Directions
Write out the whole listing exactly.
---------- Data to use ----------
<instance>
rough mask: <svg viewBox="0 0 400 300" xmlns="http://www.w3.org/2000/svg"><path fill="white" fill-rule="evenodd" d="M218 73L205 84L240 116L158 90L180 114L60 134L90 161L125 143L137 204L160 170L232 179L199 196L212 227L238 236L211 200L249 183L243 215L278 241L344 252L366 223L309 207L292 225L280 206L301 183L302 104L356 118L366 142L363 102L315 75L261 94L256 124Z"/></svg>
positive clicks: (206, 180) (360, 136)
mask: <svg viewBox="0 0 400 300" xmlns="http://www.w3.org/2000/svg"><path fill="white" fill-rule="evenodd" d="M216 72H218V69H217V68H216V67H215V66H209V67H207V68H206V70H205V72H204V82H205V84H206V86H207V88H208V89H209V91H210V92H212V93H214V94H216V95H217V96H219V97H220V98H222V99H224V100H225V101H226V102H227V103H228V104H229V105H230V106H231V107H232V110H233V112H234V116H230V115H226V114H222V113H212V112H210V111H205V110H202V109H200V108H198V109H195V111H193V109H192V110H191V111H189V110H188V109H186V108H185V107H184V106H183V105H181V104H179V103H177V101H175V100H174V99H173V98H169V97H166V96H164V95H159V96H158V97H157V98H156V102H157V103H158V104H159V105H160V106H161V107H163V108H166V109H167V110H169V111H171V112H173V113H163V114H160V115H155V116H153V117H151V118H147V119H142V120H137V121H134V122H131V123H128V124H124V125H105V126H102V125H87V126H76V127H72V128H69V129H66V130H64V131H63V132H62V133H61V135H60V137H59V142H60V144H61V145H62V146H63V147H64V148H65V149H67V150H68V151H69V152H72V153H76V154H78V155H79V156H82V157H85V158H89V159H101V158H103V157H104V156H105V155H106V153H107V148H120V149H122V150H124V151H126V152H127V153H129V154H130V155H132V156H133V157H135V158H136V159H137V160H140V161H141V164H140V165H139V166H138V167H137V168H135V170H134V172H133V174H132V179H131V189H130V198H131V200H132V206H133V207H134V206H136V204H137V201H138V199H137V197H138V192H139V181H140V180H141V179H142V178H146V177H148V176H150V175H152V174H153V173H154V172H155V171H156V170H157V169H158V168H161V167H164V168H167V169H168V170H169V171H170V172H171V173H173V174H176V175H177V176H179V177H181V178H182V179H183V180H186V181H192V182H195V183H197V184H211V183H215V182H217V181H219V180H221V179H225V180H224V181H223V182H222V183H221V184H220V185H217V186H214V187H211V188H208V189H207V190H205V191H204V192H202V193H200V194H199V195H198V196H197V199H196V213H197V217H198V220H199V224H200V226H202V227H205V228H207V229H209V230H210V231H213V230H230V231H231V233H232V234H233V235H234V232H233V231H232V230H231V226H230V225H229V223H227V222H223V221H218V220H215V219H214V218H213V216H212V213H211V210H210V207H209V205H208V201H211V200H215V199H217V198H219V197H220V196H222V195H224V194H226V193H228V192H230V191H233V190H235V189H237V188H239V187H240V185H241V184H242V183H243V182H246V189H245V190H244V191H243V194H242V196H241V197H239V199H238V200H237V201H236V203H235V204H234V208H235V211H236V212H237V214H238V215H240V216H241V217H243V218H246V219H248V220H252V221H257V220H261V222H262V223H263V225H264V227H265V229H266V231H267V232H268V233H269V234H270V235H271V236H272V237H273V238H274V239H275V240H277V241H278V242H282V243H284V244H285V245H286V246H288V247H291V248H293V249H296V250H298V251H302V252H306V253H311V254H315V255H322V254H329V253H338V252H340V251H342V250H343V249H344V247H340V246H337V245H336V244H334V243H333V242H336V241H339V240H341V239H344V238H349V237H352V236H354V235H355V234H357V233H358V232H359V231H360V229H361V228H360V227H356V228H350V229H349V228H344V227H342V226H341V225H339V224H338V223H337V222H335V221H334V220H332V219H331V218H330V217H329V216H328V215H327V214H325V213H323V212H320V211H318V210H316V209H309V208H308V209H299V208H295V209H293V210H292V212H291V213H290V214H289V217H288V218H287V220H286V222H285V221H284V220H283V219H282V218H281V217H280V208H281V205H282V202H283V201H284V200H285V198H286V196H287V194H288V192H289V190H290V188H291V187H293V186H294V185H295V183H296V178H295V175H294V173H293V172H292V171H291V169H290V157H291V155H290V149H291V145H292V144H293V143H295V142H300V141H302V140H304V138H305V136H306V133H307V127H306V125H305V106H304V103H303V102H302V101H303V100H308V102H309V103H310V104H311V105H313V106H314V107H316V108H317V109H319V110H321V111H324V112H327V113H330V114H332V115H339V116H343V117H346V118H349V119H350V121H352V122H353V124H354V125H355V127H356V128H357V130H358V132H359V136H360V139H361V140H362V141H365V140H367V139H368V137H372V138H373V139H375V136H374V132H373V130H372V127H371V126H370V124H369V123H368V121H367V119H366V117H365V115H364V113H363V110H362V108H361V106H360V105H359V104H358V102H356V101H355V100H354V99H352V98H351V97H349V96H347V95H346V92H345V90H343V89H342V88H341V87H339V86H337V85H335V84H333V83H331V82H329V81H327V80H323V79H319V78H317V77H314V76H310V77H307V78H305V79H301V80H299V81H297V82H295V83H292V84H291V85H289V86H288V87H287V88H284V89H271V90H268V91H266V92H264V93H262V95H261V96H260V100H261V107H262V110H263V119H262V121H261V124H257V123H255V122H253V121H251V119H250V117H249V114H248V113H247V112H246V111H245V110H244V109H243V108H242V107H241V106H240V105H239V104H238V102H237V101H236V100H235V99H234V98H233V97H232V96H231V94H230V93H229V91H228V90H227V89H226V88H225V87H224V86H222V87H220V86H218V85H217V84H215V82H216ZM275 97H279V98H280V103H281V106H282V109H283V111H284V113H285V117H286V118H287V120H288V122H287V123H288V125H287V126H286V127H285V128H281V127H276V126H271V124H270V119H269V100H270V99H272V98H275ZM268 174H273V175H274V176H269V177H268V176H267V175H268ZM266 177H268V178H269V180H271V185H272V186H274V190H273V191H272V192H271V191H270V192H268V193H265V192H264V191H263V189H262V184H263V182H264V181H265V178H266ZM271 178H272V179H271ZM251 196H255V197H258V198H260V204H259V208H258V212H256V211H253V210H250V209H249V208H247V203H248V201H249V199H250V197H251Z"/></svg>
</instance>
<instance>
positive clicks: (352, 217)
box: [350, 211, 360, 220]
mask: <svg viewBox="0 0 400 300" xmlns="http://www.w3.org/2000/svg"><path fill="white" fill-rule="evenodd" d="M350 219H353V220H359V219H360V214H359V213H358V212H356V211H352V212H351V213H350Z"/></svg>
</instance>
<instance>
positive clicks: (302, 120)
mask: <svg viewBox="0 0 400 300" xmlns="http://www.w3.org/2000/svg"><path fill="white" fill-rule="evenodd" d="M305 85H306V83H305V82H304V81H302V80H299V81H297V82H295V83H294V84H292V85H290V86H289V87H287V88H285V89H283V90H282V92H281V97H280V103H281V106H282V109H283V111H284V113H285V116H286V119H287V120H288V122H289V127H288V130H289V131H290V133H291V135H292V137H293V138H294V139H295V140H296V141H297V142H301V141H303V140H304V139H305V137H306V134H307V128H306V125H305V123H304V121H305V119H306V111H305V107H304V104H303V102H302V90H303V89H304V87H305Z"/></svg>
----------
Final answer
<instance>
rough mask: <svg viewBox="0 0 400 300" xmlns="http://www.w3.org/2000/svg"><path fill="white" fill-rule="evenodd" d="M218 73L205 84L240 116L158 90L180 114L60 134L90 161L125 143L137 204L160 170L232 179L199 196L212 227L238 236L211 200L249 183L243 215L278 241L344 252L366 223L309 207L292 225L280 206L301 183L302 104L356 118L366 142L363 102L315 75L261 94L256 124Z"/></svg>
positive clicks: (206, 180) (360, 136)
mask: <svg viewBox="0 0 400 300" xmlns="http://www.w3.org/2000/svg"><path fill="white" fill-rule="evenodd" d="M216 72H218V69H217V68H216V67H215V66H209V67H207V68H206V70H205V72H204V82H205V84H206V86H207V88H208V89H209V91H210V92H212V93H214V94H216V95H217V96H219V97H220V98H222V99H224V100H225V101H226V102H227V103H228V104H229V105H230V106H231V107H232V110H233V112H234V116H230V115H226V114H222V113H212V112H210V111H205V110H202V109H200V108H198V109H195V111H193V109H192V110H191V111H189V110H188V109H186V108H185V107H184V106H183V105H181V104H179V103H177V101H175V100H174V99H173V98H169V97H166V96H164V95H159V96H158V97H157V98H156V102H157V103H158V104H159V105H160V106H161V107H163V108H166V109H167V110H169V111H171V112H173V113H163V114H160V115H155V116H153V117H151V118H147V119H142V120H137V121H134V122H131V123H128V124H124V125H105V126H102V125H87V126H76V127H72V128H69V129H66V130H64V131H63V132H62V133H61V135H60V137H59V142H60V144H61V145H62V146H63V147H64V148H65V149H67V150H68V151H69V152H72V153H76V154H78V155H79V156H82V157H85V158H89V159H101V158H103V157H104V156H105V155H106V153H107V148H120V149H122V150H124V151H126V152H127V153H129V154H130V155H132V156H133V157H135V158H136V159H137V160H140V161H141V164H140V165H139V166H138V167H137V168H135V170H134V172H133V174H132V179H131V189H130V198H131V200H132V206H133V207H134V206H136V204H137V201H138V199H137V197H138V192H139V181H140V180H141V179H142V178H146V177H148V176H150V175H152V174H153V173H154V172H155V171H156V170H157V169H158V168H161V167H164V168H167V169H168V170H169V171H170V172H171V173H173V174H176V175H177V176H179V177H181V178H182V179H183V180H186V181H192V182H195V183H197V184H211V183H215V182H217V181H219V180H221V179H225V180H224V181H223V182H222V183H221V184H220V185H217V186H214V187H211V188H208V189H207V190H205V191H204V192H202V193H200V194H199V195H198V196H197V199H196V213H197V217H198V220H199V224H200V226H202V227H205V228H207V229H209V230H210V231H213V230H230V231H231V233H232V234H233V235H234V232H233V231H232V230H231V226H230V225H229V223H227V222H223V221H218V220H215V219H214V218H213V216H212V213H211V210H210V207H209V205H208V201H211V200H215V199H217V198H219V197H220V196H222V195H224V194H226V193H228V192H230V191H233V190H235V189H237V188H239V187H240V185H241V184H242V183H243V182H246V189H245V190H244V191H243V194H242V196H241V197H239V199H238V200H237V201H236V203H235V204H234V208H235V211H236V212H237V214H238V215H240V216H241V217H243V218H246V219H248V220H252V221H257V220H261V222H262V223H263V225H264V227H265V229H266V231H267V232H268V233H269V234H270V235H271V236H272V237H273V238H274V239H275V240H277V241H278V242H282V243H284V244H285V245H286V246H288V247H291V248H293V249H296V250H298V251H302V252H306V253H311V254H315V255H322V254H329V253H338V252H340V251H342V250H343V249H344V247H340V246H337V245H336V244H334V243H333V242H336V241H339V240H341V239H344V238H349V237H352V236H354V235H355V234H357V233H358V232H359V231H360V229H361V228H360V227H356V228H350V229H349V228H344V227H342V226H341V225H339V224H338V223H337V222H335V221H334V220H332V219H331V218H330V217H329V216H328V215H327V214H325V213H323V212H320V211H318V210H316V209H309V208H308V209H299V208H295V209H293V210H292V212H291V213H290V214H289V217H288V218H287V220H286V222H285V221H284V220H283V219H282V218H281V217H280V208H281V205H282V202H283V201H284V200H285V198H286V196H287V194H288V192H289V190H290V188H291V187H293V186H294V185H295V183H296V178H295V175H294V173H293V172H292V171H291V169H290V157H291V155H290V149H291V145H292V144H293V143H295V142H300V141H302V140H304V138H305V136H306V133H307V127H306V125H305V106H304V103H303V102H302V101H303V100H308V102H309V103H310V104H311V105H313V106H314V107H316V108H317V109H319V110H321V111H324V112H327V113H330V114H332V115H339V116H343V117H346V118H349V119H350V121H352V122H353V124H354V125H355V127H356V128H357V130H358V132H359V136H360V139H361V140H362V141H365V140H367V139H368V137H372V138H373V139H375V136H374V132H373V130H372V127H371V126H370V124H369V123H368V121H367V119H366V117H365V115H364V113H363V110H362V108H361V106H360V105H359V104H358V102H356V101H355V100H354V99H352V98H351V97H349V96H347V95H346V92H345V90H343V89H342V88H341V87H339V86H337V85H335V84H333V83H331V82H329V81H327V80H323V79H319V78H317V77H314V76H310V77H307V78H305V79H301V80H299V81H297V82H295V83H292V84H291V85H289V86H288V87H287V88H284V89H271V90H268V91H266V92H264V93H262V95H261V96H260V100H261V107H262V110H263V119H262V121H261V124H257V123H255V122H253V121H251V119H250V117H249V114H248V113H247V112H246V111H245V110H244V109H243V108H242V107H241V106H240V105H239V104H238V102H237V101H236V100H235V99H234V98H233V97H232V96H231V94H230V93H229V91H228V90H227V89H226V88H225V87H224V86H222V87H220V86H218V85H217V84H215V82H216ZM275 97H279V98H280V103H281V106H282V109H283V111H284V113H285V117H286V118H287V120H288V122H287V123H288V125H287V126H286V127H285V128H281V127H276V126H271V124H270V119H269V100H270V99H272V98H275ZM268 174H273V175H274V176H269V177H268V176H267V175H268ZM266 177H268V178H269V180H271V185H272V186H274V190H273V191H272V192H271V191H270V192H268V193H265V192H264V191H263V189H262V184H263V182H264V181H265V178H266ZM271 178H272V179H271ZM251 196H255V197H258V198H260V204H259V208H258V212H256V211H253V210H250V209H249V208H247V203H248V201H249V199H250V197H251Z"/></svg>
</instance>
<instance>
positive clicks: (352, 217)
box: [350, 211, 360, 220]
mask: <svg viewBox="0 0 400 300" xmlns="http://www.w3.org/2000/svg"><path fill="white" fill-rule="evenodd" d="M350 219H353V220H359V219H360V214H359V213H358V212H356V211H352V212H351V213H350Z"/></svg>
</instance>
<instance>
positive clicks: (302, 120)
mask: <svg viewBox="0 0 400 300" xmlns="http://www.w3.org/2000/svg"><path fill="white" fill-rule="evenodd" d="M305 85H306V83H305V82H304V81H302V80H299V81H297V82H295V83H294V84H292V85H290V86H289V87H287V88H285V89H283V90H282V92H281V97H280V103H281V106H282V109H283V111H284V113H285V116H286V119H287V120H288V122H289V127H288V130H289V131H290V133H291V135H292V137H293V138H294V139H295V140H296V141H297V142H301V141H303V140H304V139H305V137H306V134H307V128H306V125H305V123H304V121H305V119H306V111H305V107H304V104H303V102H302V90H303V89H304V87H305Z"/></svg>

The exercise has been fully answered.